Given data
>>>
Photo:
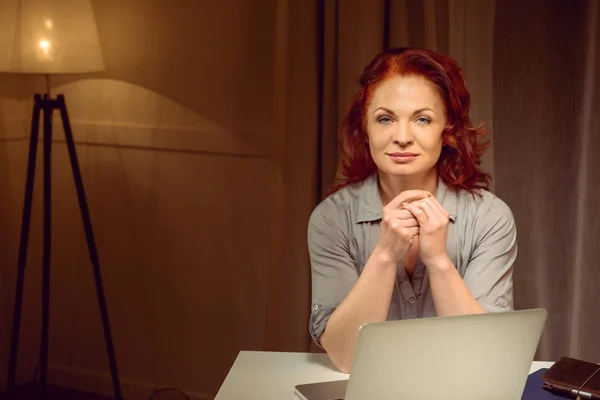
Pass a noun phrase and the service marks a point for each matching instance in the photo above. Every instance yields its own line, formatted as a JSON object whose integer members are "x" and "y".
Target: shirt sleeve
{"x": 333, "y": 270}
{"x": 489, "y": 273}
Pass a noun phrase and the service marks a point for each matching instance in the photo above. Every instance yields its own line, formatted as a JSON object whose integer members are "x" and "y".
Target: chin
{"x": 406, "y": 170}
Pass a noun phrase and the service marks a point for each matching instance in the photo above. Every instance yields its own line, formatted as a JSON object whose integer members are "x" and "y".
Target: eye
{"x": 423, "y": 121}
{"x": 384, "y": 120}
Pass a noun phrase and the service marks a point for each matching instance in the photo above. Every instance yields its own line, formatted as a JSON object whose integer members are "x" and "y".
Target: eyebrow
{"x": 420, "y": 110}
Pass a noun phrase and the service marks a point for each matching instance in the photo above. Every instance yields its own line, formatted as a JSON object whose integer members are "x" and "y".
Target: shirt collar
{"x": 369, "y": 201}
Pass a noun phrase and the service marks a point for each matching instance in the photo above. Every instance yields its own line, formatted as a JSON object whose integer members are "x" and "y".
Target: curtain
{"x": 546, "y": 99}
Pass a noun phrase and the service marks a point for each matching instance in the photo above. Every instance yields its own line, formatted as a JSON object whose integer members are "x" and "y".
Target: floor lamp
{"x": 49, "y": 37}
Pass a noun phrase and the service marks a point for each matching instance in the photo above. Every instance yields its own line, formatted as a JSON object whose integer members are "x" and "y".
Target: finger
{"x": 407, "y": 196}
{"x": 437, "y": 204}
{"x": 408, "y": 234}
{"x": 398, "y": 223}
{"x": 432, "y": 212}
{"x": 417, "y": 212}
{"x": 399, "y": 213}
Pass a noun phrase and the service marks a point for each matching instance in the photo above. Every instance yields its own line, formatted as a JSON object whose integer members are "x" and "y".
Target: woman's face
{"x": 405, "y": 120}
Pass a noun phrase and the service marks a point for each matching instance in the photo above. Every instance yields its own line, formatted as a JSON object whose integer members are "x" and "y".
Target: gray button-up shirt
{"x": 344, "y": 229}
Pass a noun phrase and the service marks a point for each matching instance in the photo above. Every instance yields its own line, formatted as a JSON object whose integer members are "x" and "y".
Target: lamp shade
{"x": 49, "y": 37}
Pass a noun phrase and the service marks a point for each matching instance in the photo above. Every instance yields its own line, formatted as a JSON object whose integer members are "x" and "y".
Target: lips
{"x": 402, "y": 158}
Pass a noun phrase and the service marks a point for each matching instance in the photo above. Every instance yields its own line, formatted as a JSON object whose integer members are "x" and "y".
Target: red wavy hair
{"x": 460, "y": 159}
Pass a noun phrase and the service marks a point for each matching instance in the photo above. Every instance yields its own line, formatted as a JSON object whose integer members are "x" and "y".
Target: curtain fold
{"x": 546, "y": 94}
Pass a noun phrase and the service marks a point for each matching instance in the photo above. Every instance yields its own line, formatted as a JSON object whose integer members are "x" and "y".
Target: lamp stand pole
{"x": 46, "y": 105}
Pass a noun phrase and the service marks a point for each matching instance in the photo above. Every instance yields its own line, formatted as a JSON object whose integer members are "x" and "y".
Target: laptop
{"x": 480, "y": 356}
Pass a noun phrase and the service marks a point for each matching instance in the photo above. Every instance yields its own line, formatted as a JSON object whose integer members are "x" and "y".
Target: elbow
{"x": 345, "y": 367}
{"x": 339, "y": 358}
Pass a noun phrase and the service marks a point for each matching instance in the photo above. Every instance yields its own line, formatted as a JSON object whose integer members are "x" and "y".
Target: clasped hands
{"x": 412, "y": 213}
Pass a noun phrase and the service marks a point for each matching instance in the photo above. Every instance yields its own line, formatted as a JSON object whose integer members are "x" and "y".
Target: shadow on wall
{"x": 209, "y": 57}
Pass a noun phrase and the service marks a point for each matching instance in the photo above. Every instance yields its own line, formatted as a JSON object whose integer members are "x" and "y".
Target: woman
{"x": 414, "y": 231}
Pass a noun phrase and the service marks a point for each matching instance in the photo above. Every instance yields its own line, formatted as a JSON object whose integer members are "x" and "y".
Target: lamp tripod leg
{"x": 23, "y": 247}
{"x": 91, "y": 243}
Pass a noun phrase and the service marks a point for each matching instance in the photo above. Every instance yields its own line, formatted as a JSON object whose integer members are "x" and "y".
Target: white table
{"x": 272, "y": 376}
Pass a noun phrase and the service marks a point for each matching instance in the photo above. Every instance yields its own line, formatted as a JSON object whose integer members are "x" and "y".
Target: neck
{"x": 392, "y": 186}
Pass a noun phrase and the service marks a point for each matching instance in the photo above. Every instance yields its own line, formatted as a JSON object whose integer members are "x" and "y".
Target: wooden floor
{"x": 31, "y": 392}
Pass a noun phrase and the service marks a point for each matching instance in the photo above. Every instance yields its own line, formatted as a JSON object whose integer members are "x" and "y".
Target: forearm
{"x": 368, "y": 301}
{"x": 450, "y": 294}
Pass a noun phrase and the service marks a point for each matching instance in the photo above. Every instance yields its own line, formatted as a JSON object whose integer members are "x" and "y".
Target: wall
{"x": 175, "y": 143}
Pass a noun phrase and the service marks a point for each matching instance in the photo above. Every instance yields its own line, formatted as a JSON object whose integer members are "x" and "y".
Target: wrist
{"x": 385, "y": 258}
{"x": 440, "y": 265}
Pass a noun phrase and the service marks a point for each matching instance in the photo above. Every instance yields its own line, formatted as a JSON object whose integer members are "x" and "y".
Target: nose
{"x": 402, "y": 135}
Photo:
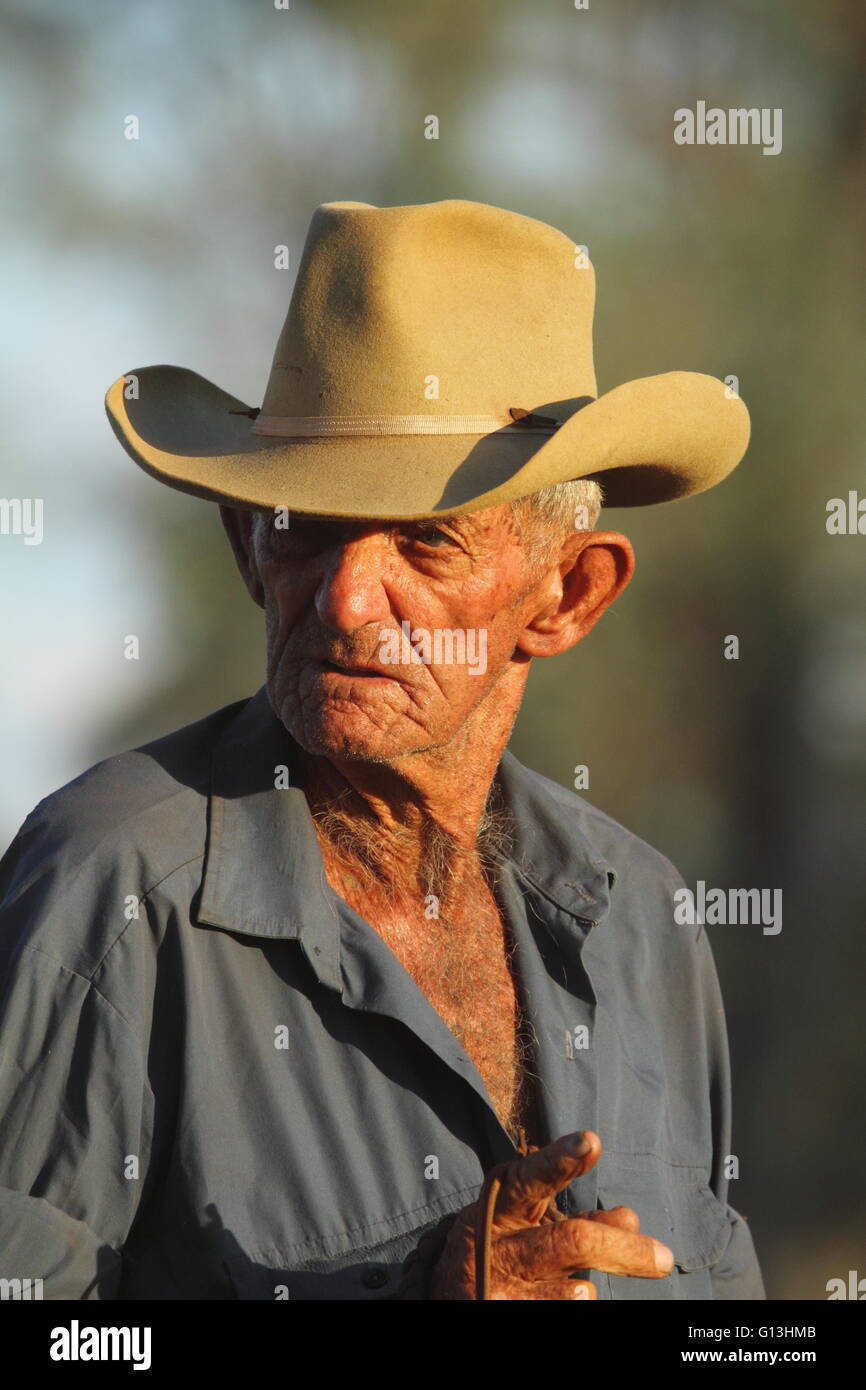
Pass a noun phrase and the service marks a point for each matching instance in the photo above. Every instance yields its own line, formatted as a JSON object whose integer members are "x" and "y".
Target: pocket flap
{"x": 680, "y": 1211}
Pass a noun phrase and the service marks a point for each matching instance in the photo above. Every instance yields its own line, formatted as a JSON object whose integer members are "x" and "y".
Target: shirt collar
{"x": 263, "y": 868}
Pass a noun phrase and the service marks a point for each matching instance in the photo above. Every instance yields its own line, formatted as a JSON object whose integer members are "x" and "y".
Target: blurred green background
{"x": 118, "y": 253}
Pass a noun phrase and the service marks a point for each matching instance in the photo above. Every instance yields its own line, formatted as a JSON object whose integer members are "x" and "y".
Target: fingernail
{"x": 665, "y": 1258}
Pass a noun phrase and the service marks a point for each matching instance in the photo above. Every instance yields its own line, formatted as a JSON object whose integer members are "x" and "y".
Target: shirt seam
{"x": 385, "y": 1222}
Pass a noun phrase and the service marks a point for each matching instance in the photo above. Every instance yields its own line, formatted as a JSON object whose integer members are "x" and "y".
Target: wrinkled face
{"x": 384, "y": 638}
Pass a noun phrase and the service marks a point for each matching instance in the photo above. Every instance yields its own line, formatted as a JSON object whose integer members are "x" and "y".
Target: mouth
{"x": 356, "y": 673}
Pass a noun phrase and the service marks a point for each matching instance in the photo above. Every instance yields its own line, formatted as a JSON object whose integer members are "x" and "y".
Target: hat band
{"x": 310, "y": 427}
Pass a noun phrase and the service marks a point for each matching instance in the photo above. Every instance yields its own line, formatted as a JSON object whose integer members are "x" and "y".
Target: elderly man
{"x": 325, "y": 995}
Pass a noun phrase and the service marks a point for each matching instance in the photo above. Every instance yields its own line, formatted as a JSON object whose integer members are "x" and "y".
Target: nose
{"x": 350, "y": 591}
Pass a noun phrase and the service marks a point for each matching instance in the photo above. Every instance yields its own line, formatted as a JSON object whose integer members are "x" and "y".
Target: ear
{"x": 238, "y": 524}
{"x": 592, "y": 570}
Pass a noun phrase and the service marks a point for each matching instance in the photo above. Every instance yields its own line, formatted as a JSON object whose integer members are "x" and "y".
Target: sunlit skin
{"x": 421, "y": 741}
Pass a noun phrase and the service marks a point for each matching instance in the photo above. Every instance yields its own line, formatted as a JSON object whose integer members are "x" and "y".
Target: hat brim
{"x": 652, "y": 439}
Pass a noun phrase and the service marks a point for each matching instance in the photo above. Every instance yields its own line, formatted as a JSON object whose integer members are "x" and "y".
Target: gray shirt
{"x": 218, "y": 1082}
<<<
Problem description
Report how many lines in the items above contain the string "lamp", treating uppercase and lowercase letters as distinct. Give only the number.

Full output
4